Aim of the task
Copy the entries that follow, exactly and completely.

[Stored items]
══════════
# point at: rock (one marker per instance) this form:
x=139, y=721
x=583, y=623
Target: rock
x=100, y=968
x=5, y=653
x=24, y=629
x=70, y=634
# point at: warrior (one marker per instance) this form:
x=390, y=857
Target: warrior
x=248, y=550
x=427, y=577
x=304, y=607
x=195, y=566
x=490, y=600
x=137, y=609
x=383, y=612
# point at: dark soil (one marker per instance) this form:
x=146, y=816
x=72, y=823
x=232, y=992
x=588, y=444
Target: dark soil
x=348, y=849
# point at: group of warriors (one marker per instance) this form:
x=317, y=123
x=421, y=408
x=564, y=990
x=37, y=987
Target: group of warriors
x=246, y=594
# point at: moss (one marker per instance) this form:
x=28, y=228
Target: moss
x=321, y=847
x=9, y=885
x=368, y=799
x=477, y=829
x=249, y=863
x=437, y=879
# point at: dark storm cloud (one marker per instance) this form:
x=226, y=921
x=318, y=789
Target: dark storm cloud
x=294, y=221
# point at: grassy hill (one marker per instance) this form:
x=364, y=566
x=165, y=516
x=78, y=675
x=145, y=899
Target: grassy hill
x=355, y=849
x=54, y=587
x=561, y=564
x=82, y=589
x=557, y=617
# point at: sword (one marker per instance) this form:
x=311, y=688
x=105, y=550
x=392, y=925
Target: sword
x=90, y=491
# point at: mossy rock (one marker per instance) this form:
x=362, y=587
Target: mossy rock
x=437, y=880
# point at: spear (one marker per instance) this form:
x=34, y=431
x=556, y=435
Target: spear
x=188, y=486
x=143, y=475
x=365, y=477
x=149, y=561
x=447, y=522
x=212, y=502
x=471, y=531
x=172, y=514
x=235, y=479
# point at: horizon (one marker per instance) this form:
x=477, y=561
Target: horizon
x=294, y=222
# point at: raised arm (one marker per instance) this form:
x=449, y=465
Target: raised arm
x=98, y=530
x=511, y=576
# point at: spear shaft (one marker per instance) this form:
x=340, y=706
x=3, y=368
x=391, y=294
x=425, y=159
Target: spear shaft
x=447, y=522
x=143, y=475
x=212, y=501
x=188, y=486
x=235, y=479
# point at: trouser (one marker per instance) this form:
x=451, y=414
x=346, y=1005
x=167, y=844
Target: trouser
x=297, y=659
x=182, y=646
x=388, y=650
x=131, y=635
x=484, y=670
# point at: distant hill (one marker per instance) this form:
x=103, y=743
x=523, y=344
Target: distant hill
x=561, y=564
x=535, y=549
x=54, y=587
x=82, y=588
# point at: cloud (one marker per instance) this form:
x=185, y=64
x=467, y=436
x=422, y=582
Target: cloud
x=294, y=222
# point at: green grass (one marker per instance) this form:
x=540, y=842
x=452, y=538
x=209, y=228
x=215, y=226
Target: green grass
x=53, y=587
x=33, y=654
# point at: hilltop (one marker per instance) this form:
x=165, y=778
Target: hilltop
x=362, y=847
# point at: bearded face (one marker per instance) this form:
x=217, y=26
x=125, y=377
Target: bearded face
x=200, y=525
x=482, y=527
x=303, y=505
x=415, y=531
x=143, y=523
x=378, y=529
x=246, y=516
══════════
Response area
# point at: rock (one marker per instance) this form:
x=139, y=721
x=583, y=623
Target: rock
x=100, y=968
x=5, y=653
x=24, y=629
x=70, y=634
# point at: warrior (one marker per instance) this form:
x=390, y=857
Target: warrior
x=248, y=550
x=427, y=577
x=304, y=607
x=195, y=566
x=490, y=600
x=137, y=609
x=383, y=612
# point at: dark soil (one marker per instance) this form:
x=146, y=816
x=72, y=823
x=232, y=992
x=588, y=444
Target: dark soil
x=348, y=849
# point at: group of warriors (one marker per instance) this form:
x=317, y=123
x=421, y=408
x=564, y=990
x=37, y=987
Target: group of warriors
x=246, y=594
# point at: moss (one marker per instance) this form:
x=28, y=228
Target: moss
x=321, y=847
x=9, y=885
x=368, y=799
x=477, y=829
x=249, y=863
x=437, y=879
# point at: dark storm cloud (one marker per instance) this form:
x=226, y=921
x=318, y=789
Target: dark storm cloud
x=294, y=221
# point at: grassy hill (one marker per instance) this form:
x=364, y=566
x=165, y=516
x=78, y=675
x=145, y=899
Target: grassy hill
x=355, y=849
x=54, y=587
x=561, y=564
x=82, y=589
x=557, y=617
# point at: sword (one marker per instance) this form:
x=311, y=688
x=105, y=550
x=392, y=925
Target: sword
x=90, y=491
# point at: mossy rock (one marker per instance) this form:
x=362, y=587
Target: mossy rock
x=437, y=880
# point at: spear (one marker per instance) this form:
x=34, y=431
x=556, y=435
Target: spear
x=188, y=486
x=143, y=475
x=365, y=477
x=149, y=561
x=447, y=522
x=212, y=502
x=471, y=531
x=172, y=514
x=235, y=479
# point at: horizon (one marker per instance) this form:
x=477, y=561
Target: horizon
x=294, y=222
# point at: raised arm (one marker per instance) this form:
x=449, y=465
Target: raised arm
x=98, y=530
x=511, y=576
# point at: spear shaft (one marker per instance) this form:
x=340, y=706
x=3, y=368
x=391, y=294
x=425, y=159
Target: spear shaft
x=447, y=522
x=143, y=475
x=212, y=501
x=188, y=486
x=235, y=479
# point at: trouser (one marker per instance) this form:
x=451, y=414
x=346, y=1005
x=167, y=844
Target: trouser
x=297, y=659
x=182, y=646
x=388, y=650
x=131, y=635
x=484, y=670
# point at: distant hill (one marker per instance) this form:
x=103, y=743
x=523, y=344
Target: distant hill
x=561, y=564
x=535, y=549
x=54, y=587
x=82, y=588
# point at: cloud (one marker per instance) this form:
x=185, y=64
x=467, y=436
x=422, y=582
Target: cloud
x=294, y=222
# point at: green grass (one marker per instance) this form:
x=540, y=842
x=452, y=538
x=209, y=228
x=215, y=226
Target: green grass
x=53, y=587
x=33, y=654
# point at: hilltop (one marker per instance) this form:
x=165, y=778
Target: hilltop
x=362, y=847
# point at: bearded face (one marker per instance) this form:
x=217, y=26
x=125, y=377
Target: bearded face
x=200, y=525
x=482, y=527
x=303, y=505
x=415, y=531
x=143, y=523
x=378, y=529
x=246, y=516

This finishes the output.